** start Entries shown **

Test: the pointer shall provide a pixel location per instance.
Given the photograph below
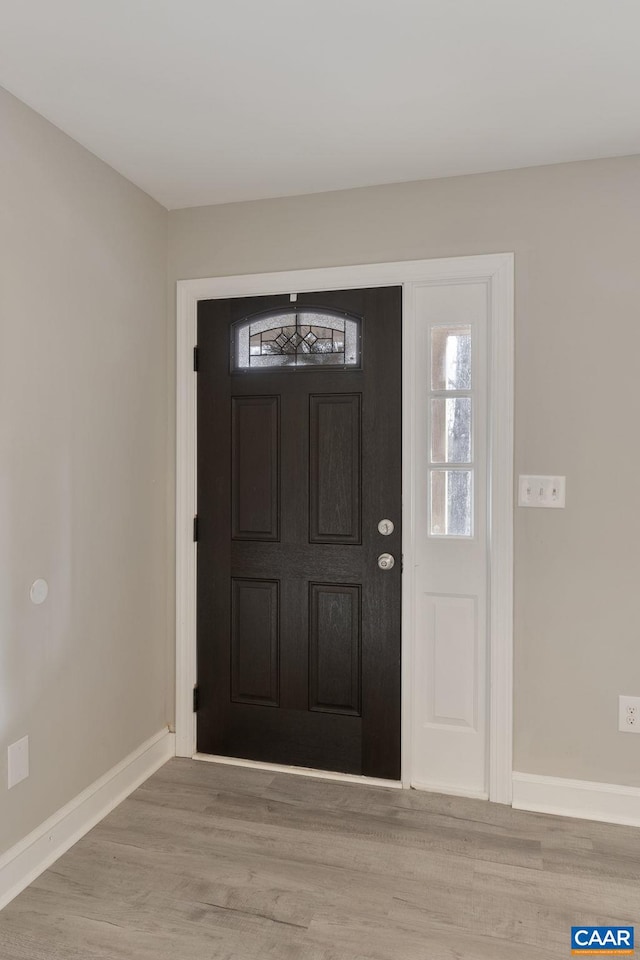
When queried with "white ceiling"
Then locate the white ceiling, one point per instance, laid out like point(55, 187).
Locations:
point(204, 101)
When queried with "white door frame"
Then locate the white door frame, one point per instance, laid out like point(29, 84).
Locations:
point(497, 271)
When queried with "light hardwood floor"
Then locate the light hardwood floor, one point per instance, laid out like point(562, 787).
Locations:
point(214, 862)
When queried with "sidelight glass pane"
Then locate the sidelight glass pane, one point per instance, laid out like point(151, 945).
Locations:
point(451, 430)
point(451, 503)
point(296, 337)
point(450, 358)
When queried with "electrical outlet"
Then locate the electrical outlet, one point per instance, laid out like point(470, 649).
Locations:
point(629, 714)
point(17, 762)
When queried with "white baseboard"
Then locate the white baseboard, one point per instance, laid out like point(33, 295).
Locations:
point(451, 790)
point(585, 799)
point(20, 865)
point(299, 771)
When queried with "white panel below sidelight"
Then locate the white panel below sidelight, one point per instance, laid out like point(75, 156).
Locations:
point(449, 742)
point(451, 681)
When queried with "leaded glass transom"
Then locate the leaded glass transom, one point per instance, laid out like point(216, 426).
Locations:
point(296, 337)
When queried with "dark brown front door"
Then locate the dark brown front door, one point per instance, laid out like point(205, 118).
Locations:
point(299, 459)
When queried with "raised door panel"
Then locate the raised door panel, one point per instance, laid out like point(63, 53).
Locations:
point(255, 468)
point(255, 642)
point(335, 495)
point(334, 648)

** end Entries shown **

▶ **Goal**
Transcribe all of the data above word for word, omitting the pictures.

▶ **Response to the exercise**
Test: the pointer shall provide a pixel location per instance.
Given the photograph below
When queried with "white ceiling"
Then locate the white ceiling, one point per instance, laid out like point(55, 187).
Locations:
point(204, 101)
When queried with "white door frame"
Then locate the white door frame, one point per instance, laid out like point(29, 84).
Locations:
point(497, 271)
When queried with "light hardwood floor"
Then locate the light hardwood floor, one point per instance, laid out like point(562, 787).
Locations:
point(214, 862)
When queried with "sidelight glass pane"
Then locate the sidelight glass pane, one point per instance, laid out like point(151, 945).
Locations:
point(451, 430)
point(451, 503)
point(296, 337)
point(450, 358)
When queried with "electrical outlet"
Then locate the electrical outlet, one point per instance, laid out like point(470, 649).
Locations:
point(629, 714)
point(17, 762)
When queried with "white baseboard"
Then locate the white baseboard, one point per instance, laid out like point(33, 295).
Locations:
point(451, 790)
point(585, 799)
point(20, 865)
point(299, 771)
When queried with "white panel below sidelight"
Then locate the white panel below sidelight, one point per instance, laid out like point(75, 156).
Locations:
point(449, 742)
point(451, 681)
When queried with "leaded glass transom"
Then locate the leaded glass transom, one point per instance, laid out like point(216, 426).
Locations:
point(296, 337)
When queried with "dark brown front door"
Then locate the dark brown front door, one point per instance, laid out like point(205, 118).
Locations:
point(299, 459)
When queried with "raised door panel"
Then locate the raised door panel, one point per instance, laid out like point(63, 53).
Locations:
point(255, 468)
point(255, 642)
point(335, 495)
point(334, 648)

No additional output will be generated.